- Task description
Among the entries below, extract exactly the lines that run from the one with "box: [33, 36, 38, 117]" through the one with "box: [0, 47, 133, 117]", both ends included.

- Information supplied
------------------------

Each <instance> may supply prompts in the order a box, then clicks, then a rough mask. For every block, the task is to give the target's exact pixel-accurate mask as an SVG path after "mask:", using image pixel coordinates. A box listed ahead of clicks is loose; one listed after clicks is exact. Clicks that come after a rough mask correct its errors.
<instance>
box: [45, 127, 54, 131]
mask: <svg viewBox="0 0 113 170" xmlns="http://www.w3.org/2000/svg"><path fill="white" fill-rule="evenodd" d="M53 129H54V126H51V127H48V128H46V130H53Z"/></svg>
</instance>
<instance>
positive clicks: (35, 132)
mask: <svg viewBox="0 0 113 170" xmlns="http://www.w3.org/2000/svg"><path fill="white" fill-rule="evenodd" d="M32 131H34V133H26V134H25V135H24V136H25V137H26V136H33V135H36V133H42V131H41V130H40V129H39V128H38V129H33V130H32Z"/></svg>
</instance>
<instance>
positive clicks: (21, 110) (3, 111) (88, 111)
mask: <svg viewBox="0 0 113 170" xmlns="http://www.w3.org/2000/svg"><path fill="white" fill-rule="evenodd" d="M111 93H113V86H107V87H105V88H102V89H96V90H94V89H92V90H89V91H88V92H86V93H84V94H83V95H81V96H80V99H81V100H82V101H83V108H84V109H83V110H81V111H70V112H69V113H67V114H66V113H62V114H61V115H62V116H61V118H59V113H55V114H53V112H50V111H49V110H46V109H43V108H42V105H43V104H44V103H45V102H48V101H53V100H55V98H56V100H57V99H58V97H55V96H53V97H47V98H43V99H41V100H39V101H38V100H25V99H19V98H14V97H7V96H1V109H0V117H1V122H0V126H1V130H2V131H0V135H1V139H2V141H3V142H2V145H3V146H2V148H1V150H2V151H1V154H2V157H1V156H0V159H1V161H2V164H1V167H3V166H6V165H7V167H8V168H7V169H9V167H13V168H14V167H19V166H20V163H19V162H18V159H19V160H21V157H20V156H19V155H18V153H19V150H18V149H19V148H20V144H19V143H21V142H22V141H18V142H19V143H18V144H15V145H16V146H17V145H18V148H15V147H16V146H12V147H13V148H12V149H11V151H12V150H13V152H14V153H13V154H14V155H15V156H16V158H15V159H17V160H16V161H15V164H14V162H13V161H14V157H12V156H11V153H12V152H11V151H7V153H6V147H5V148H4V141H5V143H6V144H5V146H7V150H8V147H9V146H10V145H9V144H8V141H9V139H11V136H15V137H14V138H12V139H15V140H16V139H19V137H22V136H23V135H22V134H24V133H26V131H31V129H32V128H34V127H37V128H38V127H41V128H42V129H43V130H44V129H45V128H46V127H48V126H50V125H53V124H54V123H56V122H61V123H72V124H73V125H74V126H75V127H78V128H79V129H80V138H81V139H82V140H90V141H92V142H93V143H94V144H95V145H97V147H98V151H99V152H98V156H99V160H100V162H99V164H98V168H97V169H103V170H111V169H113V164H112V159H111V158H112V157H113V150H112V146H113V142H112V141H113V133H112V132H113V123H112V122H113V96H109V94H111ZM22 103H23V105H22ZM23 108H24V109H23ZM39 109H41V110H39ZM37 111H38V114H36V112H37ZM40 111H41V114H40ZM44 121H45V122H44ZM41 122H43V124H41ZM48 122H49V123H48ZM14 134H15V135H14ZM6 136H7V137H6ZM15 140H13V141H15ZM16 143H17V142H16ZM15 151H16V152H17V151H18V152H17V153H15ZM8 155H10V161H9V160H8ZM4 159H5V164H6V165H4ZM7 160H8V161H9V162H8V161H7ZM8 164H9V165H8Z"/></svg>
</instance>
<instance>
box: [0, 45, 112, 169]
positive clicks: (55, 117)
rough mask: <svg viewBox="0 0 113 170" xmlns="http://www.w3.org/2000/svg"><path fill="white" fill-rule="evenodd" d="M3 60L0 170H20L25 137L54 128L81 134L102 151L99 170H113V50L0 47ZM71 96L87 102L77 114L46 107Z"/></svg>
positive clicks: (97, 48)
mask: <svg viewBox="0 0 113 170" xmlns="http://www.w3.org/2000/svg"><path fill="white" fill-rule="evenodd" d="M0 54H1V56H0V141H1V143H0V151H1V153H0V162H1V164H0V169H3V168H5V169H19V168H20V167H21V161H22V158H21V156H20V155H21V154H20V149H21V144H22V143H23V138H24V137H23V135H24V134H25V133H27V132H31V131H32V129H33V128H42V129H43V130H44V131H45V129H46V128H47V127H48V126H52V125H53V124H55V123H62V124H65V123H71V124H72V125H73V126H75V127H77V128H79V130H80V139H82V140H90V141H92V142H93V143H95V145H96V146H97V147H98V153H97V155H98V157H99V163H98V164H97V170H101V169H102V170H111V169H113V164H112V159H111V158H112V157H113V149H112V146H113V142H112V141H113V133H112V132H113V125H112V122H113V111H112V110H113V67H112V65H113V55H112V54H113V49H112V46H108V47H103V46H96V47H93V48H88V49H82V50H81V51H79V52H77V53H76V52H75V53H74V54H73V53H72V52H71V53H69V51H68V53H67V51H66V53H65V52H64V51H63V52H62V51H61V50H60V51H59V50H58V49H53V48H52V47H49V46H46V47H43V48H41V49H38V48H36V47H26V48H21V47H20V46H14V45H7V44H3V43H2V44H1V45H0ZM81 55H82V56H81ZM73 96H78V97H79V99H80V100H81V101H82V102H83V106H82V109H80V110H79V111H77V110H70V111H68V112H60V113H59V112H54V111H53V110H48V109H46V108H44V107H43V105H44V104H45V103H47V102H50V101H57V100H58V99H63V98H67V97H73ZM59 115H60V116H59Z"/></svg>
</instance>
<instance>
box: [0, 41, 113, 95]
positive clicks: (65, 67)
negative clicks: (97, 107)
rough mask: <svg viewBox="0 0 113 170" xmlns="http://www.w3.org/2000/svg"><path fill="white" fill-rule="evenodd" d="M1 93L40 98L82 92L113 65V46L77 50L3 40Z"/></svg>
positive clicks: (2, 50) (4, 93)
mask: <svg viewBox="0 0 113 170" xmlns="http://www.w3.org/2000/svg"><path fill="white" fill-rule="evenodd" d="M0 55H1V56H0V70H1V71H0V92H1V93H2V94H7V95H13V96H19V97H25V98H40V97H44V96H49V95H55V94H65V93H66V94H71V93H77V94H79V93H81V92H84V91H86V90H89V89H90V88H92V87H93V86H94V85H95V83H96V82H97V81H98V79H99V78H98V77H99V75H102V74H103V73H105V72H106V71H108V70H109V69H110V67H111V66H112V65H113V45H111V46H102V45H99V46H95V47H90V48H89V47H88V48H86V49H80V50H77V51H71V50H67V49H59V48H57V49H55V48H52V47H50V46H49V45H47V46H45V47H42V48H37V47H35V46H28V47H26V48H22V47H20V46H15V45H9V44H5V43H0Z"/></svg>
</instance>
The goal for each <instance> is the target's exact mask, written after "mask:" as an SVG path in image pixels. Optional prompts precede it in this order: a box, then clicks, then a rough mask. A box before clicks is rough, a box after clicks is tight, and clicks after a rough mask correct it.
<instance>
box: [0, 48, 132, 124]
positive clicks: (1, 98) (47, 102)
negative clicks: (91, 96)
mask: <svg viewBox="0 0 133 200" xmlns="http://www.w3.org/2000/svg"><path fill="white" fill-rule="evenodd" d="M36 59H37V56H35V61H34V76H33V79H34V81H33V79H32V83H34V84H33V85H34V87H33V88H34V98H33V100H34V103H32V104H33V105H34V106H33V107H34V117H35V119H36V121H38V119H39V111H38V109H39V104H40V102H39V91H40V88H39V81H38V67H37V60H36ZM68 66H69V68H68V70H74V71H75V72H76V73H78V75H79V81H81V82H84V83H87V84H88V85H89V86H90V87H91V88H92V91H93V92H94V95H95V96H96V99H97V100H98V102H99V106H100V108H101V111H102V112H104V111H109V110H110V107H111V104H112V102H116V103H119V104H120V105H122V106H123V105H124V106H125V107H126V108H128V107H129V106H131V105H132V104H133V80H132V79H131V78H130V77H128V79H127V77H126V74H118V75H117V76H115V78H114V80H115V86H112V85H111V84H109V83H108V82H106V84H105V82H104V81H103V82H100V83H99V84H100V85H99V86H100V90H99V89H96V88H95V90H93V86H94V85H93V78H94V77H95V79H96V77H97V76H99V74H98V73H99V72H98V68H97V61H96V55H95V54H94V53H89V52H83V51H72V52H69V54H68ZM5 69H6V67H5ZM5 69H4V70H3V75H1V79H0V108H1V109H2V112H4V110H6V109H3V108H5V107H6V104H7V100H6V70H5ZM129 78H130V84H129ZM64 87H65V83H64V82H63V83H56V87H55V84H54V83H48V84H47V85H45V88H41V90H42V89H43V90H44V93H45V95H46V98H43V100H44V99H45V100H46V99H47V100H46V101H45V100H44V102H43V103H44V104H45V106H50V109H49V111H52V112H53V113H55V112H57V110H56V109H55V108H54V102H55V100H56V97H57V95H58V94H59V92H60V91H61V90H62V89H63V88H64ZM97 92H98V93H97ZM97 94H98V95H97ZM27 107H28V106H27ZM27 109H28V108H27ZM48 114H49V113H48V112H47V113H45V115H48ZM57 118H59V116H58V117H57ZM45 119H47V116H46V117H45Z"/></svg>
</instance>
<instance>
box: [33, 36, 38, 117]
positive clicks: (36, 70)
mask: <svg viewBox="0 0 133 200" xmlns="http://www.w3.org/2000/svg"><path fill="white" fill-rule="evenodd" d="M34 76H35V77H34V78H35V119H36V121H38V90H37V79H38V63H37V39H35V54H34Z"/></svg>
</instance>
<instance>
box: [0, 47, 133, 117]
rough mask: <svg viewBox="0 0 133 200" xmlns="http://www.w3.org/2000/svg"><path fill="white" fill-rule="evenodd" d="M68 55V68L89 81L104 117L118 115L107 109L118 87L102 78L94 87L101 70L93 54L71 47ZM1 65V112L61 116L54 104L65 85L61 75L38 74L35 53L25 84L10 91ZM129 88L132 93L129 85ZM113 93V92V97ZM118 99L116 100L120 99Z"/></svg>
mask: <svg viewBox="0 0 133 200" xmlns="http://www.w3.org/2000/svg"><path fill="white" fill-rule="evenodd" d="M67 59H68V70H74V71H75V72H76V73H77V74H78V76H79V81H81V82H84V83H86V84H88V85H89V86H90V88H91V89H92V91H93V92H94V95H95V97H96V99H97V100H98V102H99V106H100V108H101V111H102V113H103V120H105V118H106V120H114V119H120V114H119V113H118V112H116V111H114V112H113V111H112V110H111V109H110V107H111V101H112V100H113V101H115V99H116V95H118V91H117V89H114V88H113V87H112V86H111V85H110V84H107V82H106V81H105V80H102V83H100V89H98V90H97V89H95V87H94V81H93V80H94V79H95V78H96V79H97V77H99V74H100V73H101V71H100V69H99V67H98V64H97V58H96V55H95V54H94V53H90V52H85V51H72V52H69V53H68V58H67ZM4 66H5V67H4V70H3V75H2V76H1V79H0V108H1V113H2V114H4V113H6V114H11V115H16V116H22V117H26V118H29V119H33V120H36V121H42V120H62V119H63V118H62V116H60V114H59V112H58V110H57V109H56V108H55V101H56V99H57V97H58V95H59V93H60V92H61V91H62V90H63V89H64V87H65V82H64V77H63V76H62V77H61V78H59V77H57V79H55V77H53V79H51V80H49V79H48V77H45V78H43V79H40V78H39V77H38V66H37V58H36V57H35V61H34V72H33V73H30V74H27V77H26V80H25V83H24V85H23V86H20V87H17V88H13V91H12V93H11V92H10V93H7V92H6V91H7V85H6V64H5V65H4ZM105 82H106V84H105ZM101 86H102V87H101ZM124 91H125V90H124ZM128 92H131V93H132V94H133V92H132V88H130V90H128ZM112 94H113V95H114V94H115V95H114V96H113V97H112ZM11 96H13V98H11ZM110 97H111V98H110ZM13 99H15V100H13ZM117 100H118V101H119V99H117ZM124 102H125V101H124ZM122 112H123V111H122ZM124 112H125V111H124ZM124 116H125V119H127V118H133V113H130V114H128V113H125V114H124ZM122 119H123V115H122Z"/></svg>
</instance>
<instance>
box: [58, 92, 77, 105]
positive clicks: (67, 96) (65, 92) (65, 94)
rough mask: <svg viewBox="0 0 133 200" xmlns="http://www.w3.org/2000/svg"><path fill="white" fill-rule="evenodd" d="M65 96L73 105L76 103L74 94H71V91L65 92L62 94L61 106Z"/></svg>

------------------------

- Reply to the task
box: [33, 36, 38, 117]
positive clicks: (36, 70)
mask: <svg viewBox="0 0 133 200" xmlns="http://www.w3.org/2000/svg"><path fill="white" fill-rule="evenodd" d="M34 76H35V77H34V78H35V119H36V121H38V90H37V79H38V63H37V39H35V54H34Z"/></svg>
</instance>
<instance>
box: [0, 47, 133, 117]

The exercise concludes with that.